● **GEGEVEN TEKST**:
#  > GELUID FORA >  > LIVE FORUM - FOTO'S >  >  Digitafel porn

## drbeat

Omdat het wel leuk is om na een aantal jaar terug te kijken wat we toen porn vonden, lijkt mij het leuk om een DIGITAFEL PORN topic aan te maken. Of hij hier goed staat is weer wat anders, dat is voor de Mod... 

Ik vind deze tafel wel PORN...

----------


## SPS

Hey, Big Mick!

----------


## JeroenE

Haha... zag de foto laden en dacht al bij mezelf; dat moet wel een PRO6 of XL8 zijn die hierop staat afgebeeld!

----------


## Olaf Duffhuës

Blijft toch een Behringer...;-)

----------


## vasco

> Blijft toch een Behringer...;-)



Behringer PRO1,2,3,4,5,6,7,8,9,Tieneke

Dan hoort deze ook in het rijtje thuis:

Een van de eerste met "faderglow" rechts naast iedere fader  :Stick Out Tongue:

----------


## showband

lem falcon of fostex VM08.

● **BESCHIKBARE GEGEVENS**:
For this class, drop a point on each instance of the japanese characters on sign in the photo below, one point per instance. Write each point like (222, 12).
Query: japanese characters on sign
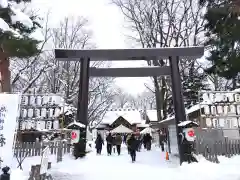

● **OPDRACHT**: Zet de forumdiscussie over digitale mengtafels voort, aansluitend op de laatste bijdrage in de gegeven tekst.

● **UITGEWERKTE OPGAVE**:
RRRRRRRRRRR

op een oude fiets moet je het leren.

----------


## SPS

> Behringer PRO1,2,3,4,5,6,7,8,9,Tieneke
> 
> Dan hoort deze ook in het rijtje thuis:
> 
> Een van de eerste met "faderglow" rechts naast iedere fader



Heb ik ook nog gehad. de ddx3216. Met 2x de ada8000 erbij. Fullflesh!
Weggedaan toen de drukschakelaartjes voor de layers moeilijk gingen doen. (sportschool bezoek nodig om voldoende kracht op de knoppen te kunnen zetten! :Cool:

----------


## JeroenE

> Heb ik ook nog gehad. de ddx3216. Met 2x de ada8000 erbij. Fullflesh!
> Weggedaan toen de drukschakelaartjes voor de layers moeilijk gingen doen. (sportschool bezoek nodig om voldoende kracht op de knoppen te kunnen zetten!



Ook de eerste digitale doos waar ik op mocht werken. Prima tafeltje voor het geld!

----------


## MusicXtra

> Blijft toch een Behringer...;-)



Hahahaha, Midas gaat erop achteruit qua imago...
Vind het overigens wel een hoog kermisgehalte hebben met al die kleurtjes.

----------


## frederic

> Hahahaha, Midas gaat erop achteruit qua imago...
> Vind het overigens wel een hoog kermisgehalte hebben met al die kleurtjes.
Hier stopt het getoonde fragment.